Exercise aim:
Restate the records below word for word, and omit the images they hold.

Coordinate labeling data:
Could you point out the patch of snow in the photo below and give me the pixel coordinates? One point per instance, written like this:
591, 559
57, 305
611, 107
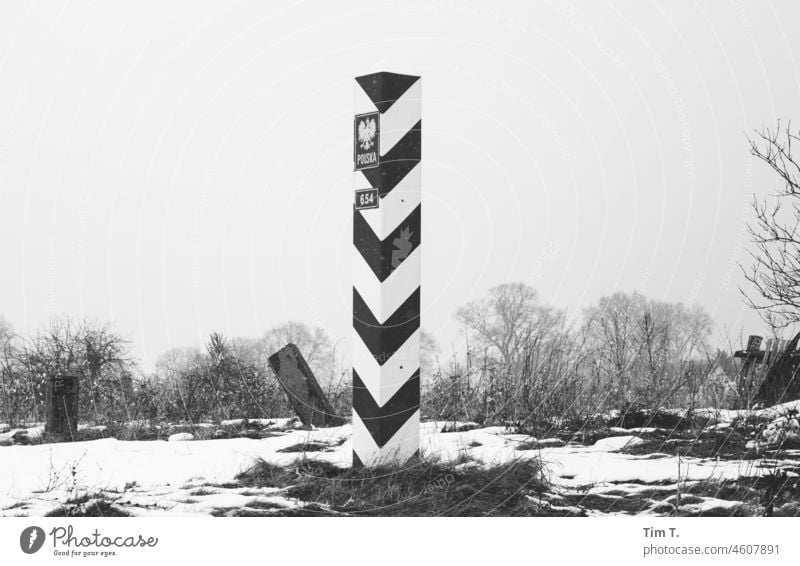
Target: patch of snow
616, 443
181, 437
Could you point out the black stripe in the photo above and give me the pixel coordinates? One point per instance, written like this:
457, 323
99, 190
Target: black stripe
384, 89
384, 256
384, 422
383, 340
397, 162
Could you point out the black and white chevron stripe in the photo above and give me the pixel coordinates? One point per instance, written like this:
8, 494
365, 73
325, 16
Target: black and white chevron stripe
386, 276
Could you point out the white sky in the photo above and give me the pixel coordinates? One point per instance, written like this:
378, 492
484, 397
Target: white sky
183, 167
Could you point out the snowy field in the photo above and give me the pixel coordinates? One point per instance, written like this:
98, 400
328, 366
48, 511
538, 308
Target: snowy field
183, 477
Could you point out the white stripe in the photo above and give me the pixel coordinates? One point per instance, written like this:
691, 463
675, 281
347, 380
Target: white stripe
394, 207
383, 299
383, 381
402, 446
401, 117
361, 102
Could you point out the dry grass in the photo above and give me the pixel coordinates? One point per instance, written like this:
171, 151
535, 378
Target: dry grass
422, 487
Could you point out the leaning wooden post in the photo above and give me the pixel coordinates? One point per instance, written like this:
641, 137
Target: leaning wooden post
386, 280
305, 394
62, 407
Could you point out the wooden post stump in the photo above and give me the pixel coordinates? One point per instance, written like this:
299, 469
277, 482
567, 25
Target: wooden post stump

Answer for the task:
Could you point out the patch of snow in the photo below and give me the pixel coordinates? One point per instance, written like this:
591, 559
57, 305
611, 107
Target: patch of snow
616, 443
181, 437
Could you point out the black stripe in the photo above and give me the pixel coordinates? One point per instance, written like this:
457, 323
99, 190
Target: black stripe
384, 89
384, 256
384, 422
383, 340
397, 162
Could you point out the black and white chevron stripe in the photo above and give me the pixel coordinates? One point per instance, written like this:
8, 494
365, 73
325, 16
Target: black and white chevron stripe
386, 276
Could you point out the white sky in the photo above and give me the pixel coordinates? One point per instance, written like this:
378, 492
484, 397
Target: white sky
183, 167
Could you point out the snowy field in the photo above and give me the pixel coordinates? One point per instance, written like this:
98, 400
328, 366
48, 511
538, 308
Target: snowy field
183, 477
Could you point out the white stripe in the photo above and give me the pixel coordinates? One point per instance, written like this:
691, 463
675, 281
347, 380
Target: white stripe
394, 207
383, 299
383, 381
402, 446
401, 117
361, 102
Could you point out the dry grass in the photo above and give me the pixel coordinates? One point per instance, written like this:
171, 151
535, 378
Target: dry grass
422, 487
Could you point out the leaning wooden post in the photo above and give me the pixel coordinates? One point per instance, written like this:
641, 137
Target: leaning wooden post
386, 280
305, 394
62, 407
Could you point out the wooden post stump in the photo above and give me the pixel coordinates? One point per instance, written like this:
299, 469
277, 482
567, 25
Target: wooden post stump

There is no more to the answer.